■ Written instruction
From the rows below, collect every line that contains the string "trace" and copy each one out. Case matters when matching.

Region labeling items
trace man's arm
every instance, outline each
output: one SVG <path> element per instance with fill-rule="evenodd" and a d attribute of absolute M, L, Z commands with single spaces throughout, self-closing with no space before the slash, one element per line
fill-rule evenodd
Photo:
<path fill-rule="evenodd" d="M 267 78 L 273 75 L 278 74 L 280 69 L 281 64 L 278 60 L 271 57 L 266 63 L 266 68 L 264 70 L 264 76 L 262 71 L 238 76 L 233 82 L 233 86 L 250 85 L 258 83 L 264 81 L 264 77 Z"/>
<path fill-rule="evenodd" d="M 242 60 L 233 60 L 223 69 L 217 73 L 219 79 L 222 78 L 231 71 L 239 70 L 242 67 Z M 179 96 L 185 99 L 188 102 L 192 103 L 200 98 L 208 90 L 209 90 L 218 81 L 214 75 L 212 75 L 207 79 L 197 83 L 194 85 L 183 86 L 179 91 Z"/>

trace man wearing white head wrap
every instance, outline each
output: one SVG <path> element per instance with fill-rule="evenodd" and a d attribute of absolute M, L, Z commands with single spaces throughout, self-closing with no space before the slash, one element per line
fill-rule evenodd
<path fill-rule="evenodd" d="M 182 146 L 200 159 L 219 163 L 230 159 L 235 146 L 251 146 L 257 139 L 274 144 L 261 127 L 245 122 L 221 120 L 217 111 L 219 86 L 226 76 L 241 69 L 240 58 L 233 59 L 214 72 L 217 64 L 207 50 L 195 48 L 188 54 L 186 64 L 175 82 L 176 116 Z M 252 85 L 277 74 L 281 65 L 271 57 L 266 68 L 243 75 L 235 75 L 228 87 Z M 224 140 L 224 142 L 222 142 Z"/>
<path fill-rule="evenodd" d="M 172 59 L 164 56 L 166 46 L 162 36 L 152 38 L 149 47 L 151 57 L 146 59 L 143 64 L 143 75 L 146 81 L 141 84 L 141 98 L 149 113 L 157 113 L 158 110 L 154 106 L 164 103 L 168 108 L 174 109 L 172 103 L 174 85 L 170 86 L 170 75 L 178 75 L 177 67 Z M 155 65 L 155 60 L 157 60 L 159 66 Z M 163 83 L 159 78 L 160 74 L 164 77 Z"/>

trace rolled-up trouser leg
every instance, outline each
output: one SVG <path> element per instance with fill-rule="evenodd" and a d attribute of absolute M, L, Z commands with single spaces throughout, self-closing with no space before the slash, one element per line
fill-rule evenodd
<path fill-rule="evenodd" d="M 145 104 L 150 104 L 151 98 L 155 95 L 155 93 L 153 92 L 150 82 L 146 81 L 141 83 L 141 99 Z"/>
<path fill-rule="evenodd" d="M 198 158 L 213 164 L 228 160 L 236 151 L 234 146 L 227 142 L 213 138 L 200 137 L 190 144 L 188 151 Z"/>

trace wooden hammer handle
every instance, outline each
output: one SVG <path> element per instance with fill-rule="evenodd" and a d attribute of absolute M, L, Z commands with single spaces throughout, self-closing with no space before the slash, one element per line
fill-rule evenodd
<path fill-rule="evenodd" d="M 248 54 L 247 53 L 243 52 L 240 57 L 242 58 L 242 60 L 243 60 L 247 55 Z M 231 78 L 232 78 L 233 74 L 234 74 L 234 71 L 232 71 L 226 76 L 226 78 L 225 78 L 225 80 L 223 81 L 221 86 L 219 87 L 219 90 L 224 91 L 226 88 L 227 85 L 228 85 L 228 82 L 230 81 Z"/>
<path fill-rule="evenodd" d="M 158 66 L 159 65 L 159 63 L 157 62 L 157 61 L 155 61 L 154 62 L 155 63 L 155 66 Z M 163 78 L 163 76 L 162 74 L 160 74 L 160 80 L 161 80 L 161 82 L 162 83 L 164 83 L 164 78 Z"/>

■ Output below
trace man's arm
trace man wearing white head wrap
trace rolled-up trouser leg
trace wooden hammer handle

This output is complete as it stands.